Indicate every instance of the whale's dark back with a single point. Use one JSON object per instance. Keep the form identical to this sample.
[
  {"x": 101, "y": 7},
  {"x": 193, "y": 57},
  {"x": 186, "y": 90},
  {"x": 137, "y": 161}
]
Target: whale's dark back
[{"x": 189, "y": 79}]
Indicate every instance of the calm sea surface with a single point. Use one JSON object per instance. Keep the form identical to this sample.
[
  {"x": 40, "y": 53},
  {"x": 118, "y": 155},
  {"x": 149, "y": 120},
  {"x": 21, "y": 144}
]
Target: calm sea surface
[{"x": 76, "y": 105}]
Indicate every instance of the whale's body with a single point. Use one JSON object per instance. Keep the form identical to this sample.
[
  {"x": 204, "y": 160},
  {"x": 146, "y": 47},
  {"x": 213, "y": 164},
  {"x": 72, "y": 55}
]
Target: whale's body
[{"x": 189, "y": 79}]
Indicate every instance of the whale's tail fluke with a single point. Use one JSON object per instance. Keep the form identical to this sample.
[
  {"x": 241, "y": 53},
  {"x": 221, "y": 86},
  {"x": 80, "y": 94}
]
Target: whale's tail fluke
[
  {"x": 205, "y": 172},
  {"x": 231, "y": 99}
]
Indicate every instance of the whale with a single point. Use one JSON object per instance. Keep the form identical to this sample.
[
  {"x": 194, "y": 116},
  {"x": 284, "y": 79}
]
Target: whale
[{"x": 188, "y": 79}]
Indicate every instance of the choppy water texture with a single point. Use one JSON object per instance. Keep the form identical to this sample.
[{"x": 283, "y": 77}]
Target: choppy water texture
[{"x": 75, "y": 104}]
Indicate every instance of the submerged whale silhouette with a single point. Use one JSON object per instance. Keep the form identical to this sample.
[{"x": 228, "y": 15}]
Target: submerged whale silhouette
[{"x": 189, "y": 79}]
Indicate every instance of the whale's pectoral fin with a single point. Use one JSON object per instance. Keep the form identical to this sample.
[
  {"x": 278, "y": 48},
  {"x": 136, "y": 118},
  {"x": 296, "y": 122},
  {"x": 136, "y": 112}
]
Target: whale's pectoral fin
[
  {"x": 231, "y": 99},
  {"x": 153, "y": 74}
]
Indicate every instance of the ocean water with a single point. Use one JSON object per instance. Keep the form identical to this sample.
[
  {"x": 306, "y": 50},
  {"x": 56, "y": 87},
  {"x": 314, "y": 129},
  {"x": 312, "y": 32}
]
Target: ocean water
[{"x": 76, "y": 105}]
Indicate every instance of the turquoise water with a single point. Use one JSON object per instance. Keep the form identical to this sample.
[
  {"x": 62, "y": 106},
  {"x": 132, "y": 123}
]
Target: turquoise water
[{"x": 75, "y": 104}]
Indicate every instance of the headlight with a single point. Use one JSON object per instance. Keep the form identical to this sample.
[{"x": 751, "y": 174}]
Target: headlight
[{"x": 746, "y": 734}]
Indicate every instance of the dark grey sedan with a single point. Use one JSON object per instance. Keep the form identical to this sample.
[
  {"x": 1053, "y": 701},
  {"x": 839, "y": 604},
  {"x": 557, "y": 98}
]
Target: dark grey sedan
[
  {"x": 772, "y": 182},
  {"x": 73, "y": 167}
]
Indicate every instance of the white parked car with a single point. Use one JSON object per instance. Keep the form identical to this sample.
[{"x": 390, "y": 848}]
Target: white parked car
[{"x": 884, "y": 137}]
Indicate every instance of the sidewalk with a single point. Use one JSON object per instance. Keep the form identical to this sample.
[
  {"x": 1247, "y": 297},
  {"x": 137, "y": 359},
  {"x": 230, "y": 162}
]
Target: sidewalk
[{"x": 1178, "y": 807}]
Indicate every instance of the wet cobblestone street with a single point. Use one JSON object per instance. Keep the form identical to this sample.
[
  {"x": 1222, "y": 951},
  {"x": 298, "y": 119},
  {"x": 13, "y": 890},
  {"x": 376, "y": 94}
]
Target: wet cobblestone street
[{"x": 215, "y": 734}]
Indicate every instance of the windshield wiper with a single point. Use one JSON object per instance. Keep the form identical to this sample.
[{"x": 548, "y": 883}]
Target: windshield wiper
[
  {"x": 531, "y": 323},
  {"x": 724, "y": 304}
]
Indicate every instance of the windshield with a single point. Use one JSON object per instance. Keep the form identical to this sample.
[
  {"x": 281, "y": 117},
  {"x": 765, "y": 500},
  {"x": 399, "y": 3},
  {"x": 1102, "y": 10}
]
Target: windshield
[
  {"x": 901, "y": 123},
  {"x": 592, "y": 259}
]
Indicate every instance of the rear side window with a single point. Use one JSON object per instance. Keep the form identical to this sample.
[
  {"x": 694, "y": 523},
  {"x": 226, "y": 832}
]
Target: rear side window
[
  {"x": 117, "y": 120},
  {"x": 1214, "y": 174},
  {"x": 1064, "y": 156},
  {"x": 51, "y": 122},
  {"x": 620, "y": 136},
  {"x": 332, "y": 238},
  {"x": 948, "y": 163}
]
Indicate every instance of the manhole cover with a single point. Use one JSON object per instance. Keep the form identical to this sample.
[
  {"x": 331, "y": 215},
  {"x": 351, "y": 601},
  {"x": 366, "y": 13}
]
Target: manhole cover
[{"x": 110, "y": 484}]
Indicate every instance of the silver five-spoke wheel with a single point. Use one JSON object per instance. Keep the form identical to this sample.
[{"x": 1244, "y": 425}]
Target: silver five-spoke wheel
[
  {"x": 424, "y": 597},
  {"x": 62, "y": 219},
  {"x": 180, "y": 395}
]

=-=-=-=-=

» **TASK DIRECTIONS**:
Each line of the records must be reproduced exactly.

» **ANSWER SECTION**:
Indicate every instance of the whale's dark back with a single point. Use one JSON object per instance. Keep the form identical to this sample.
[
  {"x": 101, "y": 7},
  {"x": 193, "y": 57},
  {"x": 186, "y": 90},
  {"x": 137, "y": 161}
]
Target: whale's dark back
[{"x": 189, "y": 79}]
Indicate every instance of the calm sea surface with a single point. Use one JSON object per instance. Keep the form identical to this sample.
[
  {"x": 40, "y": 53},
  {"x": 118, "y": 155},
  {"x": 149, "y": 120},
  {"x": 21, "y": 144}
]
Target: calm sea surface
[{"x": 76, "y": 105}]
Indicate every instance of the whale's body with a single point. Use one JSON object per instance. Keep the form identical to this sample.
[
  {"x": 204, "y": 160},
  {"x": 146, "y": 47},
  {"x": 213, "y": 164},
  {"x": 72, "y": 55}
]
Target: whale's body
[{"x": 189, "y": 79}]
Indicate every instance of the whale's tail fluke with a single point. Use one JSON object per instance. Keep the form identical to this sample.
[
  {"x": 241, "y": 53},
  {"x": 221, "y": 86},
  {"x": 80, "y": 94}
]
Target: whale's tail fluke
[
  {"x": 205, "y": 172},
  {"x": 231, "y": 99}
]
Indicate every instance of the whale with a single point. Use one JSON object per instance. Keep the form identical to this sample.
[
  {"x": 194, "y": 116},
  {"x": 284, "y": 79}
]
Target: whale
[{"x": 188, "y": 79}]
Indicate every instance of the choppy water texture with a single point. Use one JSON object per instance. Keep the form identical to this sample.
[{"x": 283, "y": 77}]
Target: choppy water texture
[{"x": 75, "y": 104}]
Indicate every instance of the submerged whale silhouette with a single point. Use one JSON object per instance. Keep the form identical to this sample.
[{"x": 228, "y": 15}]
Target: submerged whale silhouette
[{"x": 189, "y": 79}]
Indicate every instance of the whale's pectoral fin with a single point. Use one JSON object per instance. Keep the form identical to this sample.
[
  {"x": 278, "y": 48},
  {"x": 136, "y": 118},
  {"x": 296, "y": 122},
  {"x": 136, "y": 112}
]
Target: whale's pectoral fin
[
  {"x": 231, "y": 99},
  {"x": 153, "y": 74}
]
Indicate every instance of the ocean water with a single point. Use one JSON object per instance. Keep the form identical to this sample.
[
  {"x": 306, "y": 50},
  {"x": 56, "y": 87},
  {"x": 314, "y": 129},
  {"x": 312, "y": 32}
]
Target: ocean water
[{"x": 76, "y": 105}]
Indicate every instance of the turquoise water with a single point. Use one JSON object per instance. Keep the form identical to this sample.
[
  {"x": 62, "y": 106},
  {"x": 132, "y": 123}
]
Target: turquoise water
[{"x": 75, "y": 104}]
Indicate every instance of the headlight with a single point. Use one JSON object per instance. Keep the form identical to this sample.
[{"x": 751, "y": 174}]
Target: headlight
[{"x": 746, "y": 734}]
Indicate every instance of the dark grey sedan with a single point. Use one JSON object per instance. Keep the form identical to this sample.
[
  {"x": 1053, "y": 701},
  {"x": 839, "y": 604},
  {"x": 557, "y": 98}
]
Target: dark grey sedan
[
  {"x": 772, "y": 182},
  {"x": 73, "y": 167}
]
Indicate every instance of the white parked car with a single point. Use one JSON object per instance. Keep the form identical to this sample.
[{"x": 390, "y": 848}]
Target: white parked car
[{"x": 884, "y": 137}]
Indicate every instance of the sidewalk with a single point. Use one JSON object per instance. Keep the form identical to this sample.
[
  {"x": 1247, "y": 297},
  {"x": 137, "y": 359},
  {"x": 230, "y": 162}
]
Target: sidewalk
[{"x": 1178, "y": 807}]
Indicate every instance of the wet cobblestone street with a single point. Use one JSON object per instance. Keep the form identical to this sample.
[
  {"x": 1222, "y": 951},
  {"x": 298, "y": 119},
  {"x": 13, "y": 890},
  {"x": 376, "y": 94}
]
Target: wet cobblestone street
[{"x": 215, "y": 734}]
Indicate every instance of the windshield wiper with a single point. Use one JSON object per instance. Keep the form identical to this sample.
[{"x": 548, "y": 883}]
Target: windshield wiper
[
  {"x": 531, "y": 323},
  {"x": 724, "y": 304}
]
Indicate every instance of the windshield with a single point. Use one JSON object per instance. Keep the form identical to this sample.
[
  {"x": 281, "y": 117},
  {"x": 765, "y": 500},
  {"x": 399, "y": 3},
  {"x": 1102, "y": 10}
]
Target: windshield
[
  {"x": 901, "y": 123},
  {"x": 592, "y": 259}
]
Indicate every instance of the rear side window with a single point. Use one JSON object per instance. Keep the form identical to this sample.
[
  {"x": 694, "y": 523},
  {"x": 226, "y": 832}
]
Target: rear side window
[
  {"x": 117, "y": 120},
  {"x": 1214, "y": 174},
  {"x": 1064, "y": 156},
  {"x": 51, "y": 122},
  {"x": 620, "y": 136},
  {"x": 332, "y": 238},
  {"x": 948, "y": 163}
]
Indicate every instance of the manhole cover with a single point. Use one JSON object per instance. Keep the form identical to this sample.
[
  {"x": 331, "y": 215},
  {"x": 351, "y": 601},
  {"x": 366, "y": 13}
]
Target: manhole cover
[{"x": 110, "y": 484}]
Indicate every instance of the silver five-spoke wheel with a single point. Use one JSON object per instance. Keep the form identical to this sample.
[{"x": 1244, "y": 425}]
Target: silver five-spoke wheel
[
  {"x": 424, "y": 597},
  {"x": 62, "y": 219},
  {"x": 180, "y": 395}
]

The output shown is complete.